----- Dataset records -----

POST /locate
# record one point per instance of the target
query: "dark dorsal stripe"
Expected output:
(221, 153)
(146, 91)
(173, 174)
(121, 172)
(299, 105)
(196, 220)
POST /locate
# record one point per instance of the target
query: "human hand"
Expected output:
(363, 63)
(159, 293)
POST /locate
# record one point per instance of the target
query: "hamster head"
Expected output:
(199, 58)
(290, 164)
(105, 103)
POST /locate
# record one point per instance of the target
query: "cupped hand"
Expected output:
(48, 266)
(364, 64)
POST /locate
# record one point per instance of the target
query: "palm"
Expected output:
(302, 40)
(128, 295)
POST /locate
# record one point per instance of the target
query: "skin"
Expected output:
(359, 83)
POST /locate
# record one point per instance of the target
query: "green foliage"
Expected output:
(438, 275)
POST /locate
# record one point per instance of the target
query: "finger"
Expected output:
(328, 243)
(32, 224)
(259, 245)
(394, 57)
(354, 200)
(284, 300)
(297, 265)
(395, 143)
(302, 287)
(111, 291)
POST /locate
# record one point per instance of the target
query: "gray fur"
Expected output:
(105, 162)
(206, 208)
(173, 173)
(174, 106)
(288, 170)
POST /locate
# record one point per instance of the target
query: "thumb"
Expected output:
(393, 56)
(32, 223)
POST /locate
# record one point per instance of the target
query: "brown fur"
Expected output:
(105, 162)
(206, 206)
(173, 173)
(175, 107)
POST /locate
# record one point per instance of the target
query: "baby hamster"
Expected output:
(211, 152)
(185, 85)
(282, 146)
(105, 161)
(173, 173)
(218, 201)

-----

What the task asks:
Copy out all of the records above, requests included, and shift every x and y coordinate in the expected outputs by adding -34 to it.

Answer in full:
POST /locate
# record one point per instance of the target
query: "dark dorsal stripe"
Expected output:
(187, 119)
(112, 57)
(139, 140)
(87, 138)
(265, 71)
(162, 186)
POST /locate
# record one point per instance of the target
query: "human hand"
Expected output:
(329, 29)
(125, 259)
POST /locate
# record one point per instance of the target
query: "hamster head"
Expected output:
(165, 24)
(256, 130)
(71, 69)
POST /locate
# record one point per instance of the target
query: "cupped hand"
Expected output:
(14, 232)
(330, 30)
POST /locate
# record one point per instance of the target
query: "palm"
Expected output:
(268, 6)
(94, 261)
POST /locate
# record one point per instance of the target
query: "skin"
Expected output:
(325, 49)
POST /locate
# record one point per instance of the target
query: "green foliage"
Expected output:
(404, 241)
POST /locate
# record one point per instance of the target
query: "finger"
Expected output:
(294, 209)
(-2, 190)
(225, 211)
(360, 23)
(320, 166)
(250, 266)
(263, 231)
(361, 109)
(268, 253)
(77, 257)
POST /locate
# record one point per instance of the target
query: "gray fur"
Expected output:
(71, 128)
(172, 174)
(139, 139)
(140, 72)
(254, 136)
POST /locate
# record one point per instance of the target
query: "thumb"
Expected output:
(359, 22)
(-2, 189)
POST /locate
# record one point per instance of the target
query: "brown fur"
Expected output:
(71, 128)
(172, 172)
(139, 139)
(141, 73)
POST /locate
# record one point per instance of the target
query: "baby hamster"
Expected output:
(177, 118)
(151, 51)
(248, 112)
(71, 127)
(139, 139)
(184, 167)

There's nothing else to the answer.